--- START ---
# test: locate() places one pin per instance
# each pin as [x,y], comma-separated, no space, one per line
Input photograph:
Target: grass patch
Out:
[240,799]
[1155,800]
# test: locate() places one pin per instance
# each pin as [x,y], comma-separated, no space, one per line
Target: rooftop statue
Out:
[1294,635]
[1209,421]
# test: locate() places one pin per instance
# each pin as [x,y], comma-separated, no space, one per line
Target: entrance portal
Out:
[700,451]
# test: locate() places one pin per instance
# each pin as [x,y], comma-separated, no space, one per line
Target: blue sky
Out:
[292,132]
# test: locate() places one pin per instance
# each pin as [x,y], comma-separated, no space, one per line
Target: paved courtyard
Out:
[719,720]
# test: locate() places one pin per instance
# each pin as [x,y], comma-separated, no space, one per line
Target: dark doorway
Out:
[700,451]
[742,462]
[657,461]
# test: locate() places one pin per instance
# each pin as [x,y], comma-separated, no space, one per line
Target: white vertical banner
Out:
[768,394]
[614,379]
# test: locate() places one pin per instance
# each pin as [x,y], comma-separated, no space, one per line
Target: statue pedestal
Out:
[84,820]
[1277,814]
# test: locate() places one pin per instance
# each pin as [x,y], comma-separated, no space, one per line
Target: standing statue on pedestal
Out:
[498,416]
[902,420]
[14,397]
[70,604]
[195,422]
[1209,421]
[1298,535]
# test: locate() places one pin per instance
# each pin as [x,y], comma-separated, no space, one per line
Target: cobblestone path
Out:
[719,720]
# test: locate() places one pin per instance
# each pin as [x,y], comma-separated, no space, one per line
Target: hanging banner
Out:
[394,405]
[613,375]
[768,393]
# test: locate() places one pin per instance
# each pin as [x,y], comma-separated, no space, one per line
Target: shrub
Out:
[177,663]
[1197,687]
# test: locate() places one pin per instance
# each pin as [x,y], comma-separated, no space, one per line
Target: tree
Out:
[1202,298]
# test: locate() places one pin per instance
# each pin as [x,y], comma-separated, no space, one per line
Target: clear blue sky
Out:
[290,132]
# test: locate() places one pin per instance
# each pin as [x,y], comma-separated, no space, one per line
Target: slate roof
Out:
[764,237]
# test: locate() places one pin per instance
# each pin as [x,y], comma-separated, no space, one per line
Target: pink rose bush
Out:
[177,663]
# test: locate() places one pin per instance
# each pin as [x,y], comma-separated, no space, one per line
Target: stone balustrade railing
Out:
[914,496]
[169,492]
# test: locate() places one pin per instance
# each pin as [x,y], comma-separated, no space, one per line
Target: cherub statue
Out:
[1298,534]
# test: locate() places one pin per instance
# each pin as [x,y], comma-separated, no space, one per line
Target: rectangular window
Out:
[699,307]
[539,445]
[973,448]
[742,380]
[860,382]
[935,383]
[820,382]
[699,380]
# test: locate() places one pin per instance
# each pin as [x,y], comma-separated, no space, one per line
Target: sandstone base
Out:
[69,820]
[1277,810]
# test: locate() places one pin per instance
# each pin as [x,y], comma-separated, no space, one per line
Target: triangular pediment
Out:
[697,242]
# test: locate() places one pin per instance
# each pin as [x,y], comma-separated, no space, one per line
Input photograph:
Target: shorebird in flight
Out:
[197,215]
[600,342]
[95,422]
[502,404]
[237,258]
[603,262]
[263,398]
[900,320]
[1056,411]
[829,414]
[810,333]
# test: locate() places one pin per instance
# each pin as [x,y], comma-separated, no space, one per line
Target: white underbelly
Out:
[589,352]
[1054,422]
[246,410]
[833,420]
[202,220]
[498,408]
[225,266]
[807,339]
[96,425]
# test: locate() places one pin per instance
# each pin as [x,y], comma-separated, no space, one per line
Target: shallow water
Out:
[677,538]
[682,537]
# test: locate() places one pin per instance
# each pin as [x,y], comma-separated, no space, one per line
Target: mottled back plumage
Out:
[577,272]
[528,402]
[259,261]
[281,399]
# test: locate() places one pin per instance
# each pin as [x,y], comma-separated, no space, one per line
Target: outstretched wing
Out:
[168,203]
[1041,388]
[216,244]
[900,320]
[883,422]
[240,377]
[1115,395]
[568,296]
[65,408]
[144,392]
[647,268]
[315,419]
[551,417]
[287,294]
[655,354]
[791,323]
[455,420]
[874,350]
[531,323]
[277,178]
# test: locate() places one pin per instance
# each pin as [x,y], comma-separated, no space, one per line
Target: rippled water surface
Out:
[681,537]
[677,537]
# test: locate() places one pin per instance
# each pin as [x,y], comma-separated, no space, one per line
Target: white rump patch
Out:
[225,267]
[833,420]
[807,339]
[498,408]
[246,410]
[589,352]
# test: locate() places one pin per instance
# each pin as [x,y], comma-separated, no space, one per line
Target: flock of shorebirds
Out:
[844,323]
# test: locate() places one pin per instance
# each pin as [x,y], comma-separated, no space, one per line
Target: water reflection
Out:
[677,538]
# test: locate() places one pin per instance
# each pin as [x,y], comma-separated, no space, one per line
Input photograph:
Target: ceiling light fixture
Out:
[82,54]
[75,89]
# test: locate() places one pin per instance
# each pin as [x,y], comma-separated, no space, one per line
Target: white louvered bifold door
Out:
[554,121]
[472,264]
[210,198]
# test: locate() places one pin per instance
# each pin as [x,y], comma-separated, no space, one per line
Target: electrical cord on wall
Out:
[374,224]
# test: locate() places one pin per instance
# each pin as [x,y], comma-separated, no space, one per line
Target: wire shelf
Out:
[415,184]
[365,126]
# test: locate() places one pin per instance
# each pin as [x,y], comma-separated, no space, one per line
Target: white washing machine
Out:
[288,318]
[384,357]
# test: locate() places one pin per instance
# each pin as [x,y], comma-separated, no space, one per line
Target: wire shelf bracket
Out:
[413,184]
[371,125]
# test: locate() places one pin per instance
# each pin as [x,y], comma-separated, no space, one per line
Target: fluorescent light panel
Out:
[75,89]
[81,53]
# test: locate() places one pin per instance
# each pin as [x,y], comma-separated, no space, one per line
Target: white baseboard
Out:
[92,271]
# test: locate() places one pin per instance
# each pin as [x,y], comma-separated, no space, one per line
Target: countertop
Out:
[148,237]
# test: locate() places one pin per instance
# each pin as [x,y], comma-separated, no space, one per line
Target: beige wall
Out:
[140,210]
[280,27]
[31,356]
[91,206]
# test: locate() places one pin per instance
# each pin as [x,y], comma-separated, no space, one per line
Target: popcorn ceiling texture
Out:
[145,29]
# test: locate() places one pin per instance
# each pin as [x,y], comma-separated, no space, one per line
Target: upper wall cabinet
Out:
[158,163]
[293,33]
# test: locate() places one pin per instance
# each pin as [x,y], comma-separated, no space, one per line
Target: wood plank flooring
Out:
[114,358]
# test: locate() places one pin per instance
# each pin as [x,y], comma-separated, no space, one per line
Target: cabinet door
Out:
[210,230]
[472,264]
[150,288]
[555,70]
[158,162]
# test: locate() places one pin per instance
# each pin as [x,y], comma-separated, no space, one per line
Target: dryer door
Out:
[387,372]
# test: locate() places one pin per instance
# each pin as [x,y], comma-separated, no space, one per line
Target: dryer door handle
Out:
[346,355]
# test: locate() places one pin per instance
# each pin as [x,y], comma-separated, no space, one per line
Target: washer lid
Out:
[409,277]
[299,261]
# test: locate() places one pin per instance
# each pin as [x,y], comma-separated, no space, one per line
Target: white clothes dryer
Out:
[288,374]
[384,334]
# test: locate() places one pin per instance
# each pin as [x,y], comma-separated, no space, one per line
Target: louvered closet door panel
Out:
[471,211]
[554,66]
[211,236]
--- END ---
### Exercise aim
Every line in the entries above that mentions the word "shelf" must be shown.

### Written reply
Target: wire shelf
Target: wire shelf bracket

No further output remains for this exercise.